### EXERCISE
Extend the memoir passage below on life after divorce, writing the next part so that it begins right after its final sentence.

-------- PROVIDED PASSAGE

In reality, the surgeon's wife spent many weekdays from eleven to four in a hotel room in Stamford with a variety of swains half her age. She was adept at keeping adultery neat and separate—as you must when it is your “lifestyle.” She was blonde, but she drove to Stamford wearing a pepper and salt wig. She always brought her own vintage champagne, Beluga caviar, home-baked pumpernickel, home-cured capers, homegrown shallots and onions—chopped. The napkins were linen, the flowers fresh from her cutting garden. Ms. Stewart would have approved.
She kept a file of special resumes for friends newly widowed or divorced. She graded them from A to E for bed skills, coded the skills according to the first letter of
her
term for them—C, F, H, B, which turned out to mean cunnilingus, fucking, hugging, and backrub.
That tells you something about her priorities.
I got seven resumes with pictures attached (head not cock shots), clear descriptions of the man and his body, and cautionary words about never meeting him at home. Rubbers were suggested, but, in 1982, still optional.
Two of these guys tided me over for a couple of months. One was a trucker, another a disk jockey. In
Parachutes & Kisses,
I called him my “Dick-Jockey,” making fun, as usual, of my own pain. But each proved hard to get rid of.
Men say they want sex only, but when women
give
only that, it turns out they want more. Possession. Marriage. Community property.
When
you
want sex without home phone numbers given, they often get huffy and don't want to put out. Sometimes, they wilt.
This is another reason men and women will never work: power. A woman wanting sex only has all the power, and many men prefer to detumesce rather than have a woman dominate. She's too much like Mommy. The men who are exceptions to this rule often turn out to be utterly dependent and almost incapable of blowing their own noses. Eventually you send them packing because they're much more work than babies. Or dogs.
Role playing is a different story. A man may love playing little bedwetter, little beggar, little badboy with a paid dominatrix. Men understand such bargains. The power game is clear. But to be dominated by a woman he shares a life with is disturbing. When role playing turns to reality, the problems start.
Is this an absolute rule? No rules are absolute. But it's a general enough condition to be worth noting.
Many men prefer strong women but they must nonetheless assert
some
area of control. Without it, sex is impossible and his eyes wander.
As a single breadwinner-mother I was about to learn all the things my fifties girlhood had failed to teach me. This was the most critical period of my life—the years in which all my body and brain cells changed and I became the mistress—not to say dominatrix—of my fate.
But before I could move into myself after divorce, my body had to shed its toxins. The years of dependency on parents, on grandparents, on men, manifested themselves in one colossal headache that was to last six months. Nothing got rid of it—not aspirin, not codeine, not Tofranil, not Nardil, not booze, not pot, not men.

----------------
-------- DATA RECORDS

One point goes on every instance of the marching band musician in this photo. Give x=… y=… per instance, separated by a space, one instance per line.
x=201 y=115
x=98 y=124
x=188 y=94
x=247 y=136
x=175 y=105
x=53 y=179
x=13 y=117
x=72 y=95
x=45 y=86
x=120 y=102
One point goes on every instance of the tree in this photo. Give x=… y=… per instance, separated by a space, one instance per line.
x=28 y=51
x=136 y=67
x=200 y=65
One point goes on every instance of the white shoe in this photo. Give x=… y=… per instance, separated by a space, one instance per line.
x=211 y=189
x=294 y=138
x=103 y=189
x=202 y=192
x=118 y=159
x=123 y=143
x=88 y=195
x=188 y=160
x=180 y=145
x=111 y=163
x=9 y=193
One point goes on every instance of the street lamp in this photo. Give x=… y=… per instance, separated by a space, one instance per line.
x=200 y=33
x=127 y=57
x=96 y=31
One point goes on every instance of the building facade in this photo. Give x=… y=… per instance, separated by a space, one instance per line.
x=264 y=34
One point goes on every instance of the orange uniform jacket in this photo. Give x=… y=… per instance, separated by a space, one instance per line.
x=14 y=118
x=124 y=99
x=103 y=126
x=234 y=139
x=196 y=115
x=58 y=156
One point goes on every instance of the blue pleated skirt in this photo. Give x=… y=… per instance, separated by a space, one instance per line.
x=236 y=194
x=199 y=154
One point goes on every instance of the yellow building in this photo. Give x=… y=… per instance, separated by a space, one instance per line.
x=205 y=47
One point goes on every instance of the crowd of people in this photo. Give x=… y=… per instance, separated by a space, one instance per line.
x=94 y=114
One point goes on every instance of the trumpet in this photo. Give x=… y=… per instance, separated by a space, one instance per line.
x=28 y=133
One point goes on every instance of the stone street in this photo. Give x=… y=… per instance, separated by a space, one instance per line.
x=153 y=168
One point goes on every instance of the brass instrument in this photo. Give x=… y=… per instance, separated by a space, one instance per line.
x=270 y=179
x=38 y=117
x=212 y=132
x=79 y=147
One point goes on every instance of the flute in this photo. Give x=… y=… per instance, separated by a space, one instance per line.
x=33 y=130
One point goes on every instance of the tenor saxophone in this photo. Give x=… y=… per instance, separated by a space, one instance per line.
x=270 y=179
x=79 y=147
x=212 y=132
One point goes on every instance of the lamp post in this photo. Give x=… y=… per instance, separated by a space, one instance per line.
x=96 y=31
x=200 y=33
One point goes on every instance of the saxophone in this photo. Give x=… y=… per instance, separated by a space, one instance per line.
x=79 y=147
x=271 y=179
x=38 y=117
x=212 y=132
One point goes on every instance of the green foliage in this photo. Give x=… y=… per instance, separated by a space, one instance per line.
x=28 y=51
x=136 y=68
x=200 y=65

----------------

### TASK RESULT
For sleeping with men I didn't like enough to sleep with, there was pot. For hanging out with friends who weren't friends, there was booze. For the mornings, there was aspirin. For the night, there was Valium and codeine. My head rebelled. It throbbed like a pulsar in space. Every anodyne made it more determined to ache. It
needed
to feel this pain. That was the cosmic message. As long as I failed to listen, it beat invisible drums on my skull.
The body is wiser than its inhabitant. The body is the soul. We ignore its aches, its pains, its eruptions, because we fear the truth.
The body is God's messenger.
I found a young medical student with a splendid appendage and a refrigerator full of magic mushrooms. With him, I dived into the salad days I'd never had in school. The salads were black and fungoid, bitter to the tongue. But they brought oblivion. I had missed the sixties. This was my way of recapturing my youth.
But the medical student, sweet as he was, couldn't cure my headache. It was bigger than I was. It was Gogol's nose—a metaphysical headache. It was the headache of my destiny. It was the headache my life had become.
The headache was a sign of blocked self-knowledge. Where was Dr. Mitscherlich now? Too far away to help me. III in Germany. Soon to be dead.
My head was bursting; did someone want to be born? Was Athena getting ready to burst forth? Or was it Pandora? Was I to be a warrior woman or only the bearer of a box of ills?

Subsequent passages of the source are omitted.